[Supplied text]
━━━━━━━━━━

Pubdate: Tue, 28 May 2002
Source: Newsday (NY)
Copyright: 2002 Newsday Inc
Author: Thomas D. Elias


Vancouver, British Columbia - American medical marijuana activists have 
been heading to Canada in the past year, joining a fast-growing expatriate 
community reminiscent of the draft dodgers of the 1960s and '70s.

Most of the medipot users have come since July 30, when Canada instituted 
new regulations that allow users of medipot to grow and smoke a specified 
amount of marijuana after they demonstrate a medical necessity and get 
permits from local authorities. The amount each is allowed to use varies 
from case to case.

Canadian authorities say they are unsure exactly how many new immigrants 
from America are medipot refugees. "They don't usually list that on our 
paperwork as their reason for coming here," says An-gela Battiston of the 
Canadian immigration service.

But so-called "compassion clubs" of pot users say the number of medipot 
refugees probably is in the hundreds.

"We have several here and we're just a small town," said an officer of the 
Sunshine Coast Compassion Club, located in Sechelt, British Columbia, a 
town of 18,000 reachable only by a one-hour ferry from Vancouver.

Some of the activists as well as their Canadian supporters have compared 
the immigrants to the young Americans who fled to Canada during the Vietnam 
War seeking refuge from a draft law they opposed.

"Canada has a history of protecting people from their own governments," 
said Renee Boje, a medical marijuana user fighting extradition from British 
Columbia to California on drug charges.

"We're really not like draft dodgers fleeing the Vietnam War," says Steve 
Kubby, the 1998 Libertarian Party candidate for governor of California. 
"For many of us, this is a matter of life and death."

Kubby, who moved to Sechelt last winter, was acquitted last year of 
marijuana possession and possession-for-sale charges after a highly 
publicized trial in Auburn, Calif. But he was nevertheless convicted on one 
misdemeanor count of possessing a hallucino-genic mushroom and sentenced to 
120 days in jail.

━━━━━━━━━━

[Data extracts]
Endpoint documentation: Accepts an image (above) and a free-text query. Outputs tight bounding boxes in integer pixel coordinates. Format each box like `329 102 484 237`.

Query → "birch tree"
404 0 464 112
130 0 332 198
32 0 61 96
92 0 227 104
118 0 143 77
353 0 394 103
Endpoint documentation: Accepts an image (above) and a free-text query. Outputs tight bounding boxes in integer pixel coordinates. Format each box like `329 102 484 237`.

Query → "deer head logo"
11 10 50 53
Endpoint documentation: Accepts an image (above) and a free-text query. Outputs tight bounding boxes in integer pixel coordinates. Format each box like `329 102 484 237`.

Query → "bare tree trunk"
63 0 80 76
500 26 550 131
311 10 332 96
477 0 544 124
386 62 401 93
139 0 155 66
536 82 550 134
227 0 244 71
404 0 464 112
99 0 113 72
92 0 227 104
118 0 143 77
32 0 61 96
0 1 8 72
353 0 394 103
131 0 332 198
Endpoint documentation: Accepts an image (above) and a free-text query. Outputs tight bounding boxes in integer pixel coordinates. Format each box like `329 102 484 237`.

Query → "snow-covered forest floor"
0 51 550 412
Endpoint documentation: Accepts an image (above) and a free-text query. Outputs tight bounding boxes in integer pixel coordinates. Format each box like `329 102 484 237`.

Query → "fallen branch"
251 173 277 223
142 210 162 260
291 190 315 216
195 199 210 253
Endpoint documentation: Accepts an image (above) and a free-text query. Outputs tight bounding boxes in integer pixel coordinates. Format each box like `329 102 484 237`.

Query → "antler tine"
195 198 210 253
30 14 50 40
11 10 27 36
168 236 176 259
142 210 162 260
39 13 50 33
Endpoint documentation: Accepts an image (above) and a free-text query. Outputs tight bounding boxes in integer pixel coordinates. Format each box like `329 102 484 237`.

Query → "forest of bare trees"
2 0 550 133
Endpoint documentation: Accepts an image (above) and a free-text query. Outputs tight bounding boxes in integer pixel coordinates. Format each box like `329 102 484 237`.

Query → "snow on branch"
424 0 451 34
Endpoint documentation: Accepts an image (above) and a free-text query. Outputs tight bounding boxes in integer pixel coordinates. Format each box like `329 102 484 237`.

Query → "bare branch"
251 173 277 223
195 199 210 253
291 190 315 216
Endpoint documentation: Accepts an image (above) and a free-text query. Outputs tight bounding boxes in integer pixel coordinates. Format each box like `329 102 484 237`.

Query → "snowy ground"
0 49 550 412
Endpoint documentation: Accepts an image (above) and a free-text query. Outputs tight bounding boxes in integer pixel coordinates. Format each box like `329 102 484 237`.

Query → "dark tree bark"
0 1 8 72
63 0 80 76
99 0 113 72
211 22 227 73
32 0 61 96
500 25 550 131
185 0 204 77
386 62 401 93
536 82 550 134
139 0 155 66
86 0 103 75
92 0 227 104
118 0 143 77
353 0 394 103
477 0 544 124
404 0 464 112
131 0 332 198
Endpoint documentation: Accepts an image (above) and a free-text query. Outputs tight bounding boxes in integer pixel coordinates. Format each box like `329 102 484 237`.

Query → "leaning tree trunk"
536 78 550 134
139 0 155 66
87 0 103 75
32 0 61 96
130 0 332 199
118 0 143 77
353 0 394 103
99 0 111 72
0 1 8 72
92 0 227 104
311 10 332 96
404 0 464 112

━━━━━━━━━━

[Tasks for this exercise]
1) From the article on American medical marijuana users moving to Canada, reproduce everything from "Some of the" down to "governor of California.".
2) Carry on with the article about American medical marijuana users settling in Canada, picking up after its last sentence.

[Task answers]
1)
Some of the activists as well as their Canadian supporters have compared 
the immigrants to the young Americans who fled to Canada during the Vietnam 
War seeking refuge from a draft law they opposed.

"Canada has a history of protecting people from their own governments," 
said Renee Boje, a medical marijuana user fighting extradition from British 
Columbia to California on drug charges.

"We're really not like draft dodgers fleeing the Vietnam War," says Steve 
Kubby, the 1998 Libertarian Party candidate for governor of California.

2)
Kubby moved to Sechelt a few months after having partial success using 
California's 1996 Proposition 215 as a defense, even though a series of 
attorneys general and the U.S. Supreme Court have held that federal 
narcotics laws override the ballot initiative, which allows use of 
marijuana for medical reasons with a physician's approval.

At his trial, Kubby produced testimony from a University of Southern 
California doctor who said steady pot smoking is the only reason he is 
alive 25 years after being diagnosed with a rare form of adrenal cancer.

He fled to Canada after learning he would not be allowed to use marijuana 
in jail. "The 120 days amounts to a death sentence," he said.

Kubby is one of three medipot refugees from California arrested by Canadian 
immigration officers this spring. All face possible deportation after 
hearings in Vancouver during the next two months. All are free on bail.

"We believe his U.S. conviction classes him as criminally inadmissible as 
an immigrant to Canada," said Battiston.

Others now threatened with deportation include Steve Tuck, 35, with six 
felony pot charges against him in Humboldt County, Calif., and Ken Hayes, 
wanted on federal charges of growing pot for sale through a medical 
marijuana users club in San Francisco.

Using Proposition 215 as a defense, Hayes was acquitted in 1999 on previous 
charges of possessing 899 pot plants he said he was growing for use by the 
same medipot club. Tuck also maintains he was growing marijuana to control 
pain and muscle spasms arising from a spinal injury.

All three contend their immigration woes are a form of continuing 
harassment by California and U.S. authorities.